Source text:
◆ ◆ ◆ ◆

From: tip-bot for Peter Zijlstra <tipbot@zytor.com>
To: linux-tip-commits@vger.kernel.org
Cc: mingo@kernel.org, torvalds@linux-foundation.org,
peterz@infradead.org, riel@redhat.com, rostedt@goodmis.org,
akpm@linux-foundation.org, aarcange@redhat.com, oleg@redhat.com,
tglx@linutronix.de, hpa@zytor.com, linux-kernel@vger.kernel.org,
hannes@cmpxchg.org, srivatsa.bhat@linux.vnet.ibm.com,
paulmck@linux.vnet.ibm.com, srikar@linux.vnet.ibm.com,
mgorman@suse.de
Subject: [tip:sched/core] sched: Remove get_online_cpus() usage
Date: Thu, 17 Oct 2013 09:49:39 -0700 [thread overview]
Message-ID: <tip-6acce3ef84520537f8a09a12c9ddbe814a584dd2@git.kernel.org> (raw)
In-Reply-To: <20131011123820.GV3081@twins.programming.kicks-ass.net>
Commit-ID: 6acce3ef84520537f8a09a12c9ddbe814a584dd2
Gitweb: http://git.kernel.org/tip/6acce3ef84520537f8a09a12c9ddbe814a584dd2
Author: Peter Zijlstra <peterz@infradead.org>
AuthorDate: Fri, 11 Oct 2013 14:38:20 +0200
Committer: Ingo Molnar <mingo@kernel.org>
CommitDate: Wed, 16 Oct 2013 14:22:16 +0200
sched: Remove get_online_cpus() usage
Remove get_online_cpus() usage from the scheduler; there's 4 sites that
use it:
- sched_init_smp(); where its completely superfluous since we're in
'early' boot and there simply cannot be any hotplugging.
- sched_getaffinity(); we already take a raw spinlock to protect the
task cpus_allowed mask, this disables preemption and therefore
also stabilizes cpu_online_mask as that's modified using
stop_machine. However switch to active mask for symmetry with
sched_setaffinity()/set_cpus_allowed_ptr(). We guarantee active
mask stability by inserting sync_rcu/sched() into _cpu_down.
- sched_setaffinity(); we don't appear to need get_online_cpus()
either, there's two sites where hotplug appears relevant:
* cpuset_cpus_allowed(); for the !cpuset case we use possible_mask,
for the cpuset case we hold task_lock, which is a spinlock and
thus for mainline disables preemption (might cause pain on RT).
* set_cpus_allowed_ptr(); Holds all scheduler locks and thus has
preemption properly disabled; also it already deals with hotplug
races explicitly where it releases them.

◆ ◆ ◆ ◆

A sequence of rows
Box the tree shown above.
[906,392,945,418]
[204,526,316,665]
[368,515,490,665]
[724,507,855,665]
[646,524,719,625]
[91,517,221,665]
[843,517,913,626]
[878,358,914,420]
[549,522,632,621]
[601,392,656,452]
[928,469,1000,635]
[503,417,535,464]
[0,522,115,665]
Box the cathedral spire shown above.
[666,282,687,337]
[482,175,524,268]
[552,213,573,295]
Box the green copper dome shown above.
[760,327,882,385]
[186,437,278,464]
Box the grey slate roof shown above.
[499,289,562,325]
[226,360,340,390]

◆ ◆ ◆ ◆

Work instructions:
(1) Why does the commit message call get_online_cpus() completely superfluous in sched_init_smp()?
(2) Summarize the commit message in two sentences.

Outputs by task:
(1) sched_init_smp() runs during early boot, when no CPU hotplugging can occur.

(2) The commit removes get_online_cpus() usage from the scheduler, because it is superfluous in sched_init_smp() during early boot, where no hotplugging can happen. In sched_getaffinity() and sched_setaffinity(), it is not needed either, since spinlocks and scheduler locks already disable preemption, and sched_getaffinity() is also switched to the active mask for symmetry with sched_setaffinity().